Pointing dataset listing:
_____

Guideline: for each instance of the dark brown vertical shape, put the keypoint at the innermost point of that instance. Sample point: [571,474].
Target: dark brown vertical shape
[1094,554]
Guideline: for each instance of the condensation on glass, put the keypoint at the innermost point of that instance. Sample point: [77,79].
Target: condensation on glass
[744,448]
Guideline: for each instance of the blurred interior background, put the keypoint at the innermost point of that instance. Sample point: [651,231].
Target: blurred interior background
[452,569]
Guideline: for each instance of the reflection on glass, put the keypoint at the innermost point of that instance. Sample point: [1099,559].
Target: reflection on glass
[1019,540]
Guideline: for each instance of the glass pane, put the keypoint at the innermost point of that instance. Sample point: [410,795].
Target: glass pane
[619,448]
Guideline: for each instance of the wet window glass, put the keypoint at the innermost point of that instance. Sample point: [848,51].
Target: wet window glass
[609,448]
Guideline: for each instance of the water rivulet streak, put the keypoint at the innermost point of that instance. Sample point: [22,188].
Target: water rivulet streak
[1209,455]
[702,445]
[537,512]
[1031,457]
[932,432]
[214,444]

_____

● THE PROBLEM: Put the lines of the listing from the line containing "Guideline: for each instance of the water" through the end of the listing into a JSON list of strings, one string per line, leaving out blank lines.

● RESULT OF THE TASK:
[
  "Guideline: for each instance of the water rivulet streak, put the keypoint at the innermost point of that instance. Sample point: [22,188].",
  "Target: water rivulet streak",
  "[1209,455]",
  "[702,445]",
  "[537,512]",
  "[1031,457]",
  "[932,432]",
  "[214,444]"
]